EXERCISE >> Could you retype all of the material below line for line, leaving the pictures out?

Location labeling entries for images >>
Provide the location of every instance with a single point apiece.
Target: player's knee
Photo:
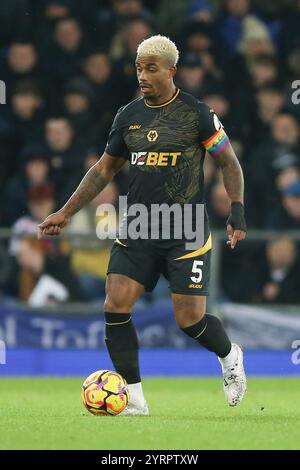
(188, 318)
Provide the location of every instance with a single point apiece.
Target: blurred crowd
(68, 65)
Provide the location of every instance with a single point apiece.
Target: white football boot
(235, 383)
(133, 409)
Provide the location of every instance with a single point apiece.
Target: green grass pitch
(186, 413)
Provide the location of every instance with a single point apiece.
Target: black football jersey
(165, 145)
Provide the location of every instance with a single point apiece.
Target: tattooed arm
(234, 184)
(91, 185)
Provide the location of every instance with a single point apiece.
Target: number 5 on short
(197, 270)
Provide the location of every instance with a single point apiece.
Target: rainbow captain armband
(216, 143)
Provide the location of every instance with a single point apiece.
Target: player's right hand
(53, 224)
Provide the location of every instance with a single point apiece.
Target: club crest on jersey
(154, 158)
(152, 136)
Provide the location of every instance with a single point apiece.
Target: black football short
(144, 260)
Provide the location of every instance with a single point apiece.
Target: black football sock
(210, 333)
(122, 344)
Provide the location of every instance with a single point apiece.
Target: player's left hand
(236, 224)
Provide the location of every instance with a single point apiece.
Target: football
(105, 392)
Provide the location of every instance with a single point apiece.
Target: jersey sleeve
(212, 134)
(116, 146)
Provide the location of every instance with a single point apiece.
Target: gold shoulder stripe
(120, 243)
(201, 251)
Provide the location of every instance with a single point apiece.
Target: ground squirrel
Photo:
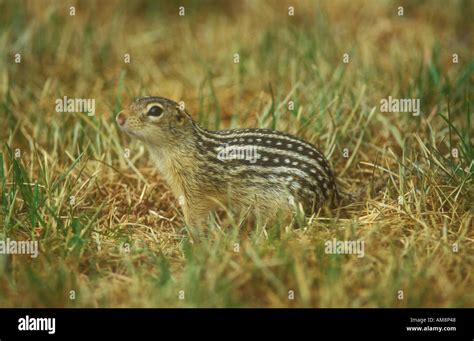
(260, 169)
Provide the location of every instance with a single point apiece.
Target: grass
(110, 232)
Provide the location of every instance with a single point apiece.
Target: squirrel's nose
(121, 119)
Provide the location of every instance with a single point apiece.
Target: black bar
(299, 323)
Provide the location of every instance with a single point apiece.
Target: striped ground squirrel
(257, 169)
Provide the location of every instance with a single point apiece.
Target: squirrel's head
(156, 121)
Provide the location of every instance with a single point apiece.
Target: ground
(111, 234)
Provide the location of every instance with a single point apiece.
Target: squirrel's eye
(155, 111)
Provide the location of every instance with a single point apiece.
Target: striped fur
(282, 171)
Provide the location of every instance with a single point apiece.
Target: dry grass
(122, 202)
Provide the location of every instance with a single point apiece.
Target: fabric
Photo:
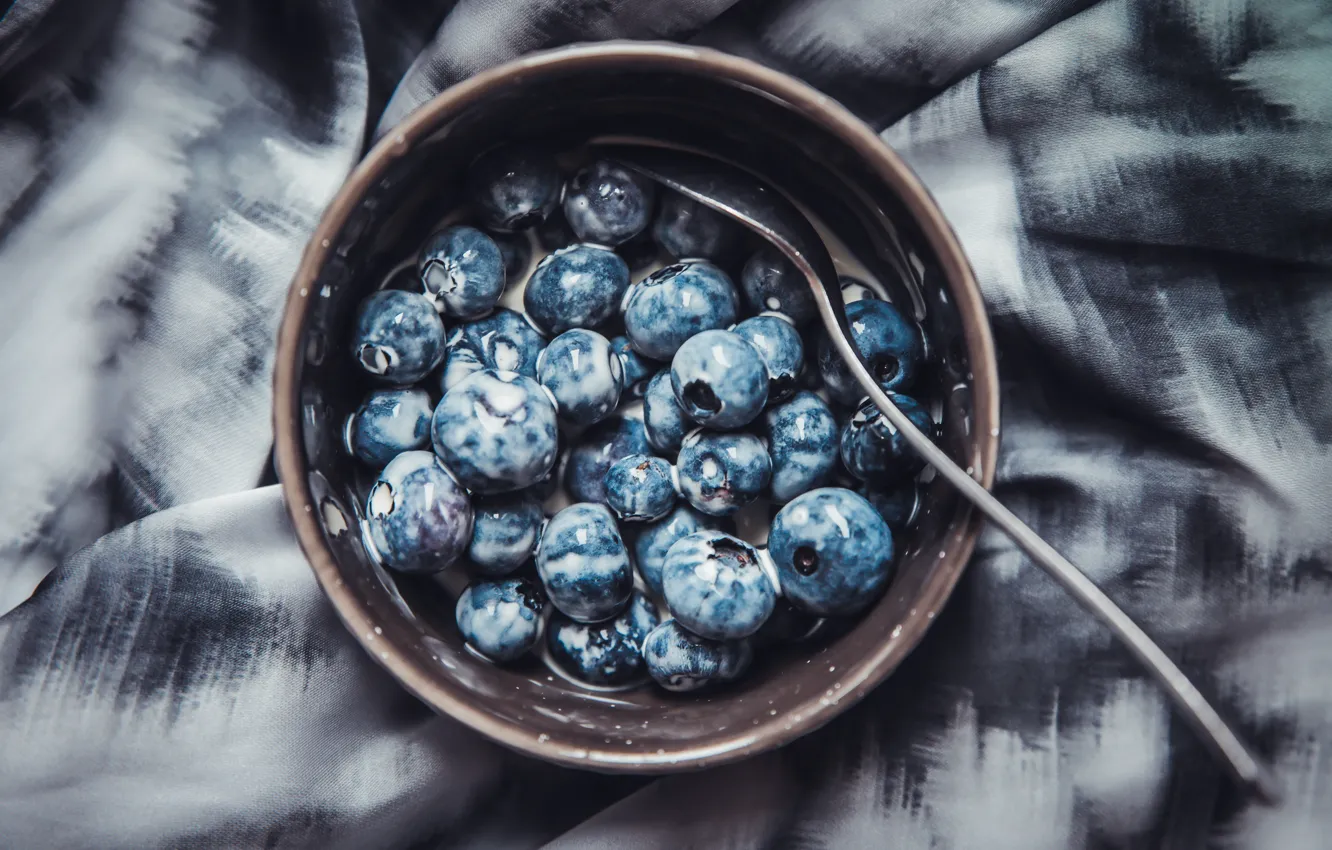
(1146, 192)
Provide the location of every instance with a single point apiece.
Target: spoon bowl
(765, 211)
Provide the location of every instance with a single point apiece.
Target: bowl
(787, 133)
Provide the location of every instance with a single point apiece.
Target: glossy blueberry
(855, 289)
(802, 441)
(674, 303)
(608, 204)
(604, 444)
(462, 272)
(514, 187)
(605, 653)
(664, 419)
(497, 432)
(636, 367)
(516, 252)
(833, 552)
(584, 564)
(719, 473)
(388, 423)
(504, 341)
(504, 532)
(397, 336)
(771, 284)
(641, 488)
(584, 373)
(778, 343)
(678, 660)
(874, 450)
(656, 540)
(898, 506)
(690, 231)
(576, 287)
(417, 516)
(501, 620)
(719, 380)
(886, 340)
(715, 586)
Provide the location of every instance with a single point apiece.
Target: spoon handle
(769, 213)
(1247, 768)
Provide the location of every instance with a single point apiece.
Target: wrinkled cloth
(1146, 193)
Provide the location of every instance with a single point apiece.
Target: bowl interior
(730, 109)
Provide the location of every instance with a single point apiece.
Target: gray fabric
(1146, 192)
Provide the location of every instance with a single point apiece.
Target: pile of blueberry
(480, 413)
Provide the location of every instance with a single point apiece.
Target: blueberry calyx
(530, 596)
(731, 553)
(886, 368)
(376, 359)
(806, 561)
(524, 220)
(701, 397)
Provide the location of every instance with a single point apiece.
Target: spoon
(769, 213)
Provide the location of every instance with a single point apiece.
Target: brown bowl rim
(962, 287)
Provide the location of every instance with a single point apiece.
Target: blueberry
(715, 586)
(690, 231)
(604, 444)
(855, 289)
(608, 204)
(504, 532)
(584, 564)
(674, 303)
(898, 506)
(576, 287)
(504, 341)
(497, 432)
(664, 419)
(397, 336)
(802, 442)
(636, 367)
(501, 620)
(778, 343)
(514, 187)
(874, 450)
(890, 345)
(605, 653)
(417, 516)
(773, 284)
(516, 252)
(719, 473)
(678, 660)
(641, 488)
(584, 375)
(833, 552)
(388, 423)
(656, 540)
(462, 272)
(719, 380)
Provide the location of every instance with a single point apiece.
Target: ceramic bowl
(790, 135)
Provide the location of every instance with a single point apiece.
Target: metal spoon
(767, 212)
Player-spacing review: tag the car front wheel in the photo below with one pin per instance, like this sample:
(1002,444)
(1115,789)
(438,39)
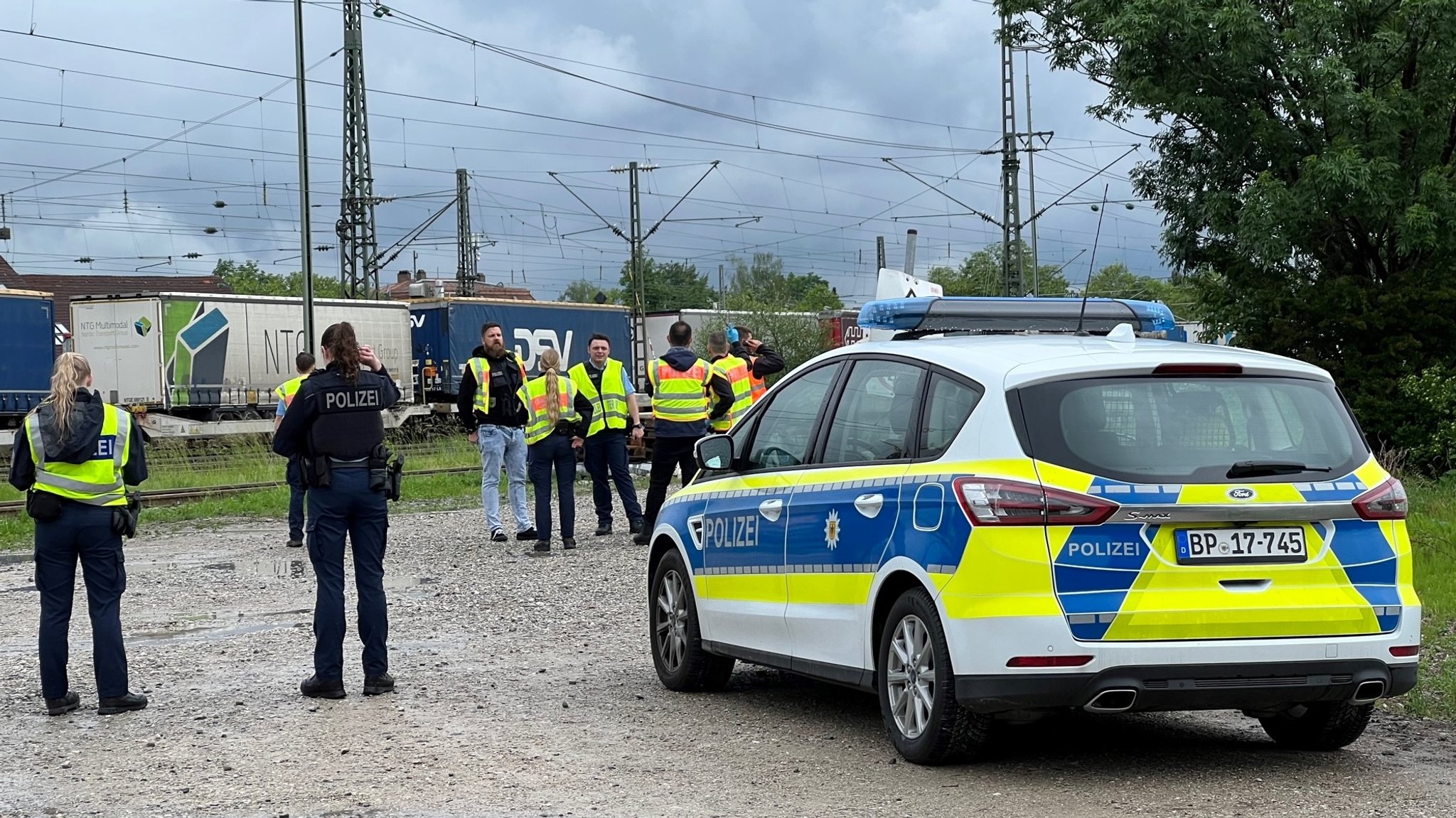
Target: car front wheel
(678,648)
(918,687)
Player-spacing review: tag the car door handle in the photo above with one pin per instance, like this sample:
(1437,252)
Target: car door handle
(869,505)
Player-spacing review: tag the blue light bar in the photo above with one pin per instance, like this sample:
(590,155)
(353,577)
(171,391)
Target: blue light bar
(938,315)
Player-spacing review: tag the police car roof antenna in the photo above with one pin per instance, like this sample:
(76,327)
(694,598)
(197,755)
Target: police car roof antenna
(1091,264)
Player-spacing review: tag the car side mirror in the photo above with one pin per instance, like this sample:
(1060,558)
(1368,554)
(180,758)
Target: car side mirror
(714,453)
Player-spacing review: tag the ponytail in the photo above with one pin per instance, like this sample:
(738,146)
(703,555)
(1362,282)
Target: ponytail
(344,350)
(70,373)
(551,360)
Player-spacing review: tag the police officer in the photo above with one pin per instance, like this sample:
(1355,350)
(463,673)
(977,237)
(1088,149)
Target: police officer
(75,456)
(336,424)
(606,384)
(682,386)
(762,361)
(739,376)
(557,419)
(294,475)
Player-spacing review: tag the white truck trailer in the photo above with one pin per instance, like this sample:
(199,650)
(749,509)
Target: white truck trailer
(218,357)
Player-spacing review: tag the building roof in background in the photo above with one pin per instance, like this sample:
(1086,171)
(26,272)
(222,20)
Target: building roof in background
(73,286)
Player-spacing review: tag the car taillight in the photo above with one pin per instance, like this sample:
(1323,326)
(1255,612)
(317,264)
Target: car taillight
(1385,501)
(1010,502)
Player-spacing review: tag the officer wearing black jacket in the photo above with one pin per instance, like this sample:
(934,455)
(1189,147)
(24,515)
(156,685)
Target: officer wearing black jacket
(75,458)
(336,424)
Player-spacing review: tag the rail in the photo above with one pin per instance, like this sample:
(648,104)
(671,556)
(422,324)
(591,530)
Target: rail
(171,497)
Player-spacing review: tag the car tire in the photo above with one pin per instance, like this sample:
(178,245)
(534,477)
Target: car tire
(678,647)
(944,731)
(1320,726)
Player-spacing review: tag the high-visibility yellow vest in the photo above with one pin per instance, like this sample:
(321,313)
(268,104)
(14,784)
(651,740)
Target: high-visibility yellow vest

EXPECTED ANSWER >>
Provide the location of every instance with a single point apiece.
Target: player's knee
Photo:
(188, 318)
Provide the location of every instance with a single point apiece.
Target: blurred crowd
(68, 65)
Provide the location of every instance with a single point apiece.
Target: white football boot
(235, 383)
(133, 409)
Provide the location of every instance with a single point apiece.
Target: green grass pitch
(186, 413)
Provide the location of every instance with a single point apiece.
Target: black football jersey
(165, 145)
Provide the location of every instance with a single point apiece.
Target: tattooed arm
(234, 184)
(91, 185)
Provide the location of every instance with a single point apiece.
Target: number 5 on short
(197, 270)
Provide the location of every instance with a single point apiece.
Target: rainbow captain armband
(216, 143)
Provide the location of every instance with a single point apiece.
Target: player's right hand
(53, 224)
Provide the location of every instance with a single point apiece.
Target: club crest on jersey
(154, 158)
(152, 136)
Provide the location of every instance with a single point apiece.
Target: black football short
(144, 260)
Provide the location of every instance with a single point apiece.
Target: black football sock
(210, 333)
(122, 344)
Provide the location of every instance with a single point apiece.
Target: player's left hand
(236, 224)
Provide the location of every instance with a single point apiece.
Target: football
(105, 392)
Provide the location of every instance with a single point apiece.
Target: jersey sleeve
(212, 134)
(116, 146)
Provide the location of every instance with a single point apiece.
Target: gold shoulder stripe
(120, 243)
(201, 251)
Provide the location of every instance with a single point apiece.
Target: ground squirrel
Photo:
(260, 169)
Provide the location of every instance with a single point apiece.
Target: grass
(110, 232)
Provide the location of every instance with a single point apiece.
Target: squirrel's nose
(121, 119)
Provide the location of every instance with a single point apiece.
Target: black bar
(299, 323)
Provide the location of every instance with a single point apiece.
Target: striped ground squirrel
(257, 169)
Provide the location of every instance with a single point apiece.
Target: squirrel's head
(156, 121)
Provide the location of every instance with a single point apiece.
Target: ground
(111, 234)
Provide the location of every instance with a single point apiece.
Target: squirrel's eye
(155, 111)
Provide the location of every instance with a single point apiece.
Target: striped fur
(282, 171)
Provide the location of every instance with a single point apiece.
Target: dry grass
(122, 202)
Provide the location of every instance with a single point apiece.
Target: fabric
Photo:
(1146, 192)
Provide the location of every instance with a single point apiece.
Target: spoon bowl
(765, 211)
Provide the location of every instance with a single point apiece.
Target: bowl
(787, 133)
Provide the location of every instance with a single point apiece.
Target: glossy blueberry
(855, 289)
(802, 441)
(674, 303)
(608, 204)
(604, 444)
(462, 272)
(514, 187)
(605, 653)
(664, 419)
(497, 432)
(636, 367)
(516, 252)
(833, 552)
(584, 564)
(719, 473)
(388, 423)
(504, 341)
(504, 532)
(397, 336)
(771, 284)
(641, 488)
(584, 373)
(778, 343)
(678, 660)
(874, 450)
(656, 540)
(898, 506)
(690, 231)
(576, 287)
(417, 516)
(501, 620)
(719, 380)
(886, 340)
(715, 586)
Provide the location of every instance with a single point apiece.
Target: spoon handle
(769, 213)
(1247, 768)
Provide the location of every instance with a single point apiece.
Target: wrinkled cloth
(1146, 193)
Provide the location of every instance with a single point apiece.
Target: bowl interior
(730, 109)
Provide the location of every instance with a single point apiece.
Target: gray fabric
(1146, 192)
Provide the location of every instance with a single point apiece.
Target: pile of blueberry
(480, 413)
Provide the location of every instance with a single point apiece.
Target: blueberry calyx
(530, 596)
(731, 553)
(886, 368)
(376, 359)
(806, 561)
(524, 220)
(701, 397)
Provide the location of every instance with a single point apiece.
Target: spoon
(769, 213)
Provide the location of every instance with a single point apiece.
Target: brown bowl rim
(962, 287)
Provide the location of every instance with a single point apiece.
Target: blueberry
(715, 586)
(690, 231)
(604, 444)
(855, 289)
(608, 204)
(504, 532)
(584, 564)
(674, 303)
(898, 506)
(576, 287)
(504, 341)
(497, 432)
(664, 419)
(397, 336)
(802, 442)
(636, 367)
(501, 620)
(778, 343)
(514, 187)
(874, 450)
(890, 345)
(605, 653)
(417, 516)
(773, 284)
(516, 252)
(719, 473)
(678, 660)
(641, 488)
(584, 375)
(833, 552)
(388, 423)
(656, 540)
(462, 272)
(719, 380)
Provide the location of every instance with a single point apiece.
Target: ceramic bowl
(790, 135)
Provide the location of every instance with a single point apiece.
Target: metal spoon
(767, 212)
Player-spacing review: tag the car front wheel in the photo below with one pin per instance, like this sample:
(1002,444)
(1115,789)
(438,39)
Target: car front wheel
(678,648)
(918,687)
Player-spacing review: tag the car door handle in the photo above with one pin per instance, like this sample:
(1437,252)
Target: car door handle
(869,505)
Player-spacing review: tag the blue light bar in the photo above with one pin per instance, like this sample:
(590,155)
(353,577)
(171,391)
Target: blue light bar
(938,315)
Player-spacing review: tag the police car roof antenna in the photo above with one pin per instance, like this sample:
(76,327)
(694,598)
(197,755)
Target: police car roof antenna
(1091,264)
Player-spacing review: tag the car side mirror in the photo above with one pin per instance, like this sample:
(1060,558)
(1368,554)
(180,758)
Target: car side mirror
(714,453)
Player-spacing review: tag the ponytail in the photo above with one pin per instance, like this sample:
(738,146)
(703,555)
(1362,282)
Target: ponytail
(344,350)
(70,373)
(551,360)
Player-spacing review: tag the police officer in the photo above with one pin per instance, like this sample:
(1355,350)
(463,673)
(977,237)
(1088,149)
Target: police officer
(75,456)
(336,424)
(606,384)
(682,386)
(762,361)
(739,376)
(557,419)
(294,475)
Player-spacing review: tag the white truck trailer in the photo above with one pin per instance, like this sample:
(199,650)
(749,509)
Target: white truck trailer
(218,357)
Player-spacing review: tag the building roof in background in the photo above with one pin per instance, like this sample:
(1086,171)
(26,272)
(222,20)
Target: building roof in background
(73,286)
Player-spacing review: tag the car taillight in the photo above with one pin per instance, like this sample:
(1323,326)
(1255,612)
(317,264)
Target: car taillight
(1385,501)
(1010,502)
Player-spacing review: tag the officer wearing black jacket in the photo above with one pin per instance, like this sample:
(934,455)
(1189,147)
(24,515)
(156,685)
Target: officer wearing black jacket
(75,458)
(336,424)
Player-spacing review: tag the rail in the photo above with one pin per instance, like this sample:
(648,104)
(671,556)
(422,324)
(591,530)
Target: rail
(171,497)
Player-spacing review: tag the car tire in the photo above with one pin per instance, like this sample:
(178,245)
(534,477)
Target: car tire
(678,647)
(944,731)
(1320,726)
Player-spacing review: tag the high-visibility yellow vest in the photo above with one pin per instance, like this sample:
(321,313)
(268,104)
(14,784)
(651,740)
Target: high-visibility yellow vest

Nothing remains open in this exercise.